WHAT IS NEEDED:
The expected output is the exact lines from the one containing "Target: blue air force cap" through the end of the data, inclusive, and nothing else.

[Items from a data source]
^^^^^^^^

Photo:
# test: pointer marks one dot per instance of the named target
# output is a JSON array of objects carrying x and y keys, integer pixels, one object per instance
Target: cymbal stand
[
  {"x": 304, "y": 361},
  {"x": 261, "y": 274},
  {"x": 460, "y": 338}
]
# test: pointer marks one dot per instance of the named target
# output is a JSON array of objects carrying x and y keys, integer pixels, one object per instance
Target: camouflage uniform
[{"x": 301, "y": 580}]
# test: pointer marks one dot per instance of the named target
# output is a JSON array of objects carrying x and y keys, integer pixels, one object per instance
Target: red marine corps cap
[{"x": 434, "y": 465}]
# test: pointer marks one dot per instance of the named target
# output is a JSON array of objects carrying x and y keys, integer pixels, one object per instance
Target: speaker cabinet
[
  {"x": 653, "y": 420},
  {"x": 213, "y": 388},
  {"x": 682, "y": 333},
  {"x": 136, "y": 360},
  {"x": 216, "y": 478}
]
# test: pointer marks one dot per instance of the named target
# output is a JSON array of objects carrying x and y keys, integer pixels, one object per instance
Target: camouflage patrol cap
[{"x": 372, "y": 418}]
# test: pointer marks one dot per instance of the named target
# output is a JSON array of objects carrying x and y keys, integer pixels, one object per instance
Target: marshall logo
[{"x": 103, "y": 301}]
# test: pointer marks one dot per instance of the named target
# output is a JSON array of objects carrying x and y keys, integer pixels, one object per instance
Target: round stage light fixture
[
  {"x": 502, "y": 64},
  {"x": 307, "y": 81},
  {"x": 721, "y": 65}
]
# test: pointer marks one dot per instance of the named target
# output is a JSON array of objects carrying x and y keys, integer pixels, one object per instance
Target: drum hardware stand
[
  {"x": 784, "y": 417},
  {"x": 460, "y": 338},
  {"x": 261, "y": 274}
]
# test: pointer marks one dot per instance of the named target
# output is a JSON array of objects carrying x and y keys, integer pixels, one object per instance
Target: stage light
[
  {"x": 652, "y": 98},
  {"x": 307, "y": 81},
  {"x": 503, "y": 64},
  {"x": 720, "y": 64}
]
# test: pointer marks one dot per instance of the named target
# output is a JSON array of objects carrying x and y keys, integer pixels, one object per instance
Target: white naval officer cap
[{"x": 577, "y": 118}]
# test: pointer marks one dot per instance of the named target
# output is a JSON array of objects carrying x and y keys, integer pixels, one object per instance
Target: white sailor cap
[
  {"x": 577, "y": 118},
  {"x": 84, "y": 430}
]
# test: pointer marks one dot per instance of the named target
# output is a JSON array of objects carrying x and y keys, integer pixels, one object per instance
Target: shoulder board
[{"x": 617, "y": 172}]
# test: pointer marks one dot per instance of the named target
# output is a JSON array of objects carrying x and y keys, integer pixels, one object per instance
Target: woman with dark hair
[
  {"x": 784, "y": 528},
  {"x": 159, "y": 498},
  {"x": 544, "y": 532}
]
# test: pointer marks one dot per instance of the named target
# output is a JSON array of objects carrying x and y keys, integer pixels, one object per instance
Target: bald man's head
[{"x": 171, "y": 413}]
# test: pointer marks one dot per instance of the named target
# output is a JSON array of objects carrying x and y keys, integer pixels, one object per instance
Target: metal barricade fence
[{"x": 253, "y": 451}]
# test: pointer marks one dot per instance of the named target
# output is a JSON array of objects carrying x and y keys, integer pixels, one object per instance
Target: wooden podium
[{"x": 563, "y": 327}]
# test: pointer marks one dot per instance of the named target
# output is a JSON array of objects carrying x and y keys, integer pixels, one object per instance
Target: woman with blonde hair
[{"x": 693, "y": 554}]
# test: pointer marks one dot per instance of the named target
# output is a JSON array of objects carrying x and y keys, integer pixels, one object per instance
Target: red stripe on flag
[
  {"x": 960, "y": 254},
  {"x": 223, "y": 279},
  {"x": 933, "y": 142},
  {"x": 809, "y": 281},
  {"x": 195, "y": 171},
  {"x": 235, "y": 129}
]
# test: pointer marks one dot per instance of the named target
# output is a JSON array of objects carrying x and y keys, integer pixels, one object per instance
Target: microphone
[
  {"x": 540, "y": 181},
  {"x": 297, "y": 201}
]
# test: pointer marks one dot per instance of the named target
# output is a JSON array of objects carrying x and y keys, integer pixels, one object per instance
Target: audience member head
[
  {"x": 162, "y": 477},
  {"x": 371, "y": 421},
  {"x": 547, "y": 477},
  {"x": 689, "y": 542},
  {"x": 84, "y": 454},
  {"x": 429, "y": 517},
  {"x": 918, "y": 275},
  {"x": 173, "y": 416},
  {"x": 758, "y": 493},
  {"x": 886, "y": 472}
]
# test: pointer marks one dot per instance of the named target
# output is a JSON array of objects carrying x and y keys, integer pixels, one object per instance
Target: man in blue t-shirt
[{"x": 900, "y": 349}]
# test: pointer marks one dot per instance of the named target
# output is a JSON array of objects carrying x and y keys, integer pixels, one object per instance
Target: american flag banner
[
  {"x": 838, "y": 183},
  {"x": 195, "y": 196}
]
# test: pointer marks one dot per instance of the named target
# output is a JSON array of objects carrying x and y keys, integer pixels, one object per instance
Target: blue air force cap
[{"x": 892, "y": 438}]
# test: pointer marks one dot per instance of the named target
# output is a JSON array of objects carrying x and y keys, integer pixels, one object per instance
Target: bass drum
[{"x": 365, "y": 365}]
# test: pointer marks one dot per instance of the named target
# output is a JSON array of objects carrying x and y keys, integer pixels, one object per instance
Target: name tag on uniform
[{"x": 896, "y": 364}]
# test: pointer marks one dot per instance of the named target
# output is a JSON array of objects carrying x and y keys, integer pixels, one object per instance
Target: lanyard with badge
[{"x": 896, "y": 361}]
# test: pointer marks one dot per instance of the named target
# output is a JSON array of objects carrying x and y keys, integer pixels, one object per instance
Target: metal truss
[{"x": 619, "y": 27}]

^^^^^^^^

THE ANSWER:
Target: blue air force cap
[{"x": 892, "y": 438}]
# test: pointer marks one dot per instance of the named target
# output is a JSON array of objects carrying x and y keys, integer pixels, one object per instance
Target: bass drum
[{"x": 365, "y": 365}]
# test: pointer marks one dot per instance of the named target
# output is a JSON array of objects carrying x and y keys, integer pixels, one object per instance
Target: name tag on uniform
[{"x": 896, "y": 364}]
# test: pointer marks one dot per instance of the named target
# output is a JSON array of objects carrying x and y keys, integer pixels, one object per instance
Target: lanyard with badge
[{"x": 896, "y": 361}]
# test: pointer marks one dot per instance of the named target
# output is a JSON array of objects carrying x and y keys, integer pixels, one object per instance
Target: metal truss
[{"x": 619, "y": 27}]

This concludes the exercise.